### WHAT IS EXPECTED
Each entry below must appear in the output exactly as written.

═════ SOURCE MATERIAL ═════

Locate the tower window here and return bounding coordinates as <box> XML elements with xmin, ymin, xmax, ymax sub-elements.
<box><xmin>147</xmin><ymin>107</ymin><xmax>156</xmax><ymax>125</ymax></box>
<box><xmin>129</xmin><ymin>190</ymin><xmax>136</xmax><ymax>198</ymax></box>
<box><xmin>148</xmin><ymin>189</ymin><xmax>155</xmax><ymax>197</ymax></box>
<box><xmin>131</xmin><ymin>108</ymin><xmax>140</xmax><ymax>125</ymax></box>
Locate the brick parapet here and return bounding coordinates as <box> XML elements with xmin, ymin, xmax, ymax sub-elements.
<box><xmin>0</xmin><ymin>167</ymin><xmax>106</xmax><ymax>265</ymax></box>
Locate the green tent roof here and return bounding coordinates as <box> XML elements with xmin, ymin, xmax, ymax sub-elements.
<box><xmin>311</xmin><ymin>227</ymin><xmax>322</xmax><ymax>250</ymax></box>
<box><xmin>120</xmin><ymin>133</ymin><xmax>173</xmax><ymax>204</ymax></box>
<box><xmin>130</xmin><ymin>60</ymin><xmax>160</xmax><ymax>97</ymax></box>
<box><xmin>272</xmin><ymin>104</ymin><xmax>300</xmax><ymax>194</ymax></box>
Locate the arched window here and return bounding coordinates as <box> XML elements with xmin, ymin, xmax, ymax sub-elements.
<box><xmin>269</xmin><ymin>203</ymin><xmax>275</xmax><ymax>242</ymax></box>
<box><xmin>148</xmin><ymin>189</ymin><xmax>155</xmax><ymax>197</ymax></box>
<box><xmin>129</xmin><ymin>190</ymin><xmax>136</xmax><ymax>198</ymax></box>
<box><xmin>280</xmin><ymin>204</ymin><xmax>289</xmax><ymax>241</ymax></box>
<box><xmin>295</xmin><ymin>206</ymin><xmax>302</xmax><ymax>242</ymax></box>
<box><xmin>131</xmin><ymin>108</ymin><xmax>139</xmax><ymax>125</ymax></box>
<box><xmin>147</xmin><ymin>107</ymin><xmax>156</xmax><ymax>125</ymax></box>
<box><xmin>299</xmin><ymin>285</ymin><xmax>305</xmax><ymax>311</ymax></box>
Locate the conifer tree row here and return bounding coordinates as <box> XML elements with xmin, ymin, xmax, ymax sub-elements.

═════

### SOLUTION TO THE EXERCISE
Locate the tower window here and return bounding coordinates as <box> XML elements with xmin, ymin, xmax, ymax sub-elements.
<box><xmin>147</xmin><ymin>107</ymin><xmax>156</xmax><ymax>125</ymax></box>
<box><xmin>129</xmin><ymin>190</ymin><xmax>136</xmax><ymax>198</ymax></box>
<box><xmin>148</xmin><ymin>189</ymin><xmax>155</xmax><ymax>197</ymax></box>
<box><xmin>131</xmin><ymin>108</ymin><xmax>140</xmax><ymax>125</ymax></box>
Locate the brick parapet here and return bounding coordinates as <box> XML elements with xmin, ymin, xmax, ymax sub-elements.
<box><xmin>0</xmin><ymin>167</ymin><xmax>106</xmax><ymax>265</ymax></box>
Locate the green tent roof here and return bounding coordinates as <box> XML elements with xmin, ymin, xmax, ymax sub-elements.
<box><xmin>311</xmin><ymin>227</ymin><xmax>322</xmax><ymax>250</ymax></box>
<box><xmin>120</xmin><ymin>133</ymin><xmax>173</xmax><ymax>204</ymax></box>
<box><xmin>130</xmin><ymin>60</ymin><xmax>160</xmax><ymax>97</ymax></box>
<box><xmin>272</xmin><ymin>104</ymin><xmax>300</xmax><ymax>194</ymax></box>
Locate the arched window here and return bounding coordinates as <box> XML elements with xmin, ymin, xmax, ymax sub-elements.
<box><xmin>269</xmin><ymin>203</ymin><xmax>275</xmax><ymax>242</ymax></box>
<box><xmin>148</xmin><ymin>189</ymin><xmax>155</xmax><ymax>197</ymax></box>
<box><xmin>129</xmin><ymin>190</ymin><xmax>136</xmax><ymax>198</ymax></box>
<box><xmin>280</xmin><ymin>204</ymin><xmax>289</xmax><ymax>241</ymax></box>
<box><xmin>295</xmin><ymin>206</ymin><xmax>302</xmax><ymax>242</ymax></box>
<box><xmin>131</xmin><ymin>108</ymin><xmax>139</xmax><ymax>125</ymax></box>
<box><xmin>147</xmin><ymin>107</ymin><xmax>156</xmax><ymax>125</ymax></box>
<box><xmin>299</xmin><ymin>285</ymin><xmax>305</xmax><ymax>311</ymax></box>
Locate the conifer tree row here and return bounding coordinates as <box> XML elements with xmin, ymin, xmax, ymax sub-elements.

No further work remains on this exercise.